→ TO DO
Copy the entries below exactly; any picture among them should be left out.

== DATASET ENTRIES ==

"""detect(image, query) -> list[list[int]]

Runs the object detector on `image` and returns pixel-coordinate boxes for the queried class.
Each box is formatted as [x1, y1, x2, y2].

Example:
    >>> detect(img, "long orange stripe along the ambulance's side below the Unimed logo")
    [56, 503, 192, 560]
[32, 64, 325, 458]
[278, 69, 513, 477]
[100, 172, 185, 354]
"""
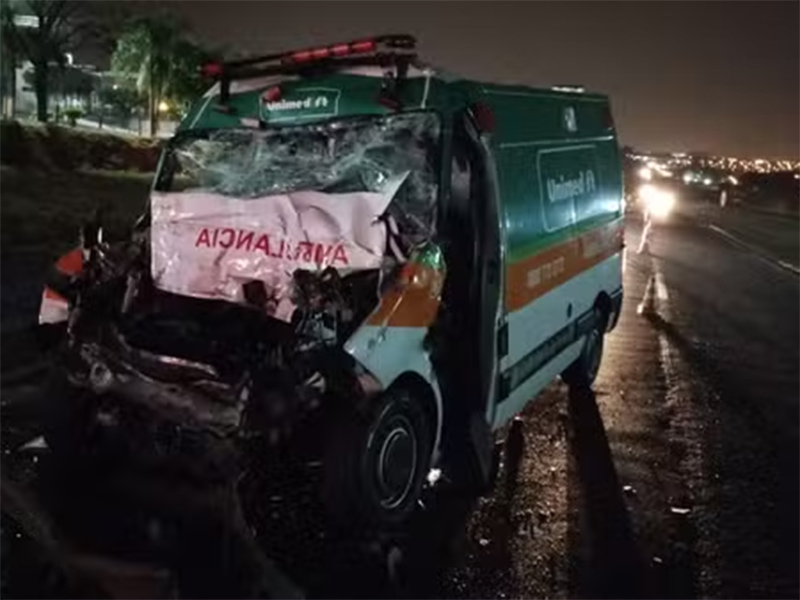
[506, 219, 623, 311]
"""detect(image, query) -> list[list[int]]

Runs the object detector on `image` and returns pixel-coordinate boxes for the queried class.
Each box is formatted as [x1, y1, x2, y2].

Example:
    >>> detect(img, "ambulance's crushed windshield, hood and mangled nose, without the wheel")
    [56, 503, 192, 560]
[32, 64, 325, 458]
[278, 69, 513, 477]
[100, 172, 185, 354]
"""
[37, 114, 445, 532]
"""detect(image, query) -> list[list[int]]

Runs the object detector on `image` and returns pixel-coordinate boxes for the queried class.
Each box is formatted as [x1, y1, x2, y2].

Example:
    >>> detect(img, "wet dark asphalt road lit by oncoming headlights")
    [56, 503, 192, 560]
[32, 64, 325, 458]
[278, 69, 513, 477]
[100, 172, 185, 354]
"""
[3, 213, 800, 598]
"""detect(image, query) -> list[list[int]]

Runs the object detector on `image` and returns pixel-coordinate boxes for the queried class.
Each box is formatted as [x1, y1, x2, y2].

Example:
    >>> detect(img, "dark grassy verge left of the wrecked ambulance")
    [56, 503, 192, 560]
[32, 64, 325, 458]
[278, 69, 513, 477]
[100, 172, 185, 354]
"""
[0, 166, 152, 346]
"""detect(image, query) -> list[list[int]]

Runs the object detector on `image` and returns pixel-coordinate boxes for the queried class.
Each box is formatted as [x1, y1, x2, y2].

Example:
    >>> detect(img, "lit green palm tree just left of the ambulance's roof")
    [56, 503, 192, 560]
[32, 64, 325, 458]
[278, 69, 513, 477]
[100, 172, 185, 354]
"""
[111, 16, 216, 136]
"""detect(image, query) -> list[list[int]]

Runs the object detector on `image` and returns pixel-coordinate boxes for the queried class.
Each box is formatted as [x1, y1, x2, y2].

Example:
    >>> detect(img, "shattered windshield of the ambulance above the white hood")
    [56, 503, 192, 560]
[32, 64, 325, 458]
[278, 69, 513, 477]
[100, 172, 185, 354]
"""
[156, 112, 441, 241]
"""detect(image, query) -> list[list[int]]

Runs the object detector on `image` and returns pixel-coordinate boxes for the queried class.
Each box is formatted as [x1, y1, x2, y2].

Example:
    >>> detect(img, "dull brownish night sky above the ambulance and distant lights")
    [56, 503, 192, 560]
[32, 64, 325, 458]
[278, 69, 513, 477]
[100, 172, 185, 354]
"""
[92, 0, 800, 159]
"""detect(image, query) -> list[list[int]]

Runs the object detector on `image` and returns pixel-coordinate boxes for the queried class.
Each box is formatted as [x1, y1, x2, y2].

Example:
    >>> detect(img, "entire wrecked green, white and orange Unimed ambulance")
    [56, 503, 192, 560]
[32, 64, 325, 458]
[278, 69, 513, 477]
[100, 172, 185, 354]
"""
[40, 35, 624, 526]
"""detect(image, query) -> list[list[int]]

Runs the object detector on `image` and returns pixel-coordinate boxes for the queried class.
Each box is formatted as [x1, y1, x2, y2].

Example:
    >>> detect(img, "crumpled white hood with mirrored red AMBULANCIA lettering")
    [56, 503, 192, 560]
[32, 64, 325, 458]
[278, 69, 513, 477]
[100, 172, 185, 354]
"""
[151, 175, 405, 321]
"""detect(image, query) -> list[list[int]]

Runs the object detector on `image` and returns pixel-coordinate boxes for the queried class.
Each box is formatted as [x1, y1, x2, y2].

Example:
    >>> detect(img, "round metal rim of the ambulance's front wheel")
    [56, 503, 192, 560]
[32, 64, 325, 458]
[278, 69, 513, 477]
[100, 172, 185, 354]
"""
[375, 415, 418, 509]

===

→ EXPECTED ANSWER
"""detect(image, query) -> list[list[int]]

Runs the object detector on `image` and returns pixel-coordinate boxes for the queried class.
Each box is formatted as [x1, y1, x2, y2].

Example:
    >>> detect(img, "long orange stripe along the ambulance's side below the Unimed logo")
    [56, 503, 192, 560]
[32, 64, 325, 458]
[278, 69, 513, 477]
[100, 172, 185, 354]
"""
[506, 219, 623, 311]
"""detect(image, query) -> list[list[int]]

Runs the object detector on `image` and returns pixel-coordinate boxes for the queried class.
Each box is formatted as [x1, y1, x2, y2].

Example:
    >>> detect(img, "ambulance's crushed windshield, hood and mangled nose, without the wheel")
    [56, 503, 192, 560]
[32, 64, 325, 458]
[278, 69, 513, 477]
[100, 172, 185, 354]
"""
[37, 114, 445, 532]
"""detect(image, query) -> list[list[int]]

Runs the object detector on `image` and returns pixel-coordinate boxes for the queried class.
Each box is formatted as [x1, y1, x2, y2].

Example:
    >>> detect(img, "wet dark asphalt road lit by oncoming headlights")
    [56, 503, 192, 560]
[32, 64, 325, 458]
[278, 69, 513, 477]
[100, 172, 185, 354]
"""
[3, 213, 800, 598]
"""detect(image, query) -> list[list[int]]

Runs the object detector on `image` and returns pixel-coordinate boxes for the queried class.
Each box is formatted as [x1, y1, x2, y2].

Example:
    >>> detect(img, "dark grassy verge left of the wrecked ambulance")
    [56, 503, 192, 560]
[32, 64, 325, 458]
[278, 69, 513, 477]
[100, 172, 185, 354]
"""
[0, 166, 152, 346]
"""detect(image, query) -> list[list[int]]

Runs the object detector on `image` and returns pixel-coordinate boxes for the queried class.
Each box is formatted as [x1, y1, x2, y2].

Example:
    >>> detect(img, "lit green palm tree just left of the ambulance's roof")
    [56, 503, 192, 560]
[32, 64, 325, 458]
[278, 69, 513, 477]
[100, 172, 185, 354]
"""
[111, 16, 216, 136]
"""detect(image, query) -> list[list[int]]

Runs the object detector on `image` and returns pixel-coordinate boxes for the queried class.
Each box is formatted as [x1, y1, x2, y2].

Example:
    >>> detect(img, "shattered windshield of the ambulance above the white hood")
    [56, 503, 192, 560]
[32, 64, 325, 458]
[278, 69, 513, 477]
[100, 172, 185, 354]
"""
[156, 112, 441, 241]
"""detect(image, query) -> list[list[int]]

Runs the object detector on `image` and returns pixel-coordinate boxes for the queried class.
Each box is formatted as [x1, y1, x2, y2].

Example:
    >>> detect(img, "dull brownish night sky above the ambulance and distant lights")
    [56, 503, 192, 560]
[32, 64, 325, 458]
[278, 69, 513, 477]
[100, 172, 185, 354]
"""
[92, 0, 800, 159]
"""detect(image, query) -> list[list[int]]

Runs the object detector on `image` and returns pixel-coordinate boxes for the queried class.
Each box is formatted as [x1, y1, x2, y2].

Example:
    >>> detect(img, "entire wrecked green, white and orange Unimed ambulance")
    [56, 503, 192, 560]
[32, 64, 325, 458]
[278, 69, 513, 477]
[100, 172, 185, 354]
"""
[40, 35, 624, 526]
"""detect(image, query) -> list[list[int]]

Runs the object detector on `image` and returns pixel-coordinate boxes for the queried class.
Each box is formatted as [x1, y1, x2, y2].

Example:
    >>> detect(img, "crumpled white hood with mirrored red AMBULANCIA lettering")
    [56, 503, 192, 560]
[32, 64, 325, 458]
[278, 69, 513, 477]
[100, 172, 185, 354]
"""
[151, 175, 405, 321]
"""detect(image, query) -> list[list[int]]

Runs the object detector on `image` and returns pixel-coordinate boxes for the queried class.
Each box is formatted as [x1, y1, x2, y2].

Example:
    >>> detect(img, "round metal rim of the ambulance's front wheel")
    [56, 503, 192, 560]
[32, 64, 325, 458]
[278, 69, 513, 477]
[100, 172, 185, 354]
"""
[375, 415, 418, 509]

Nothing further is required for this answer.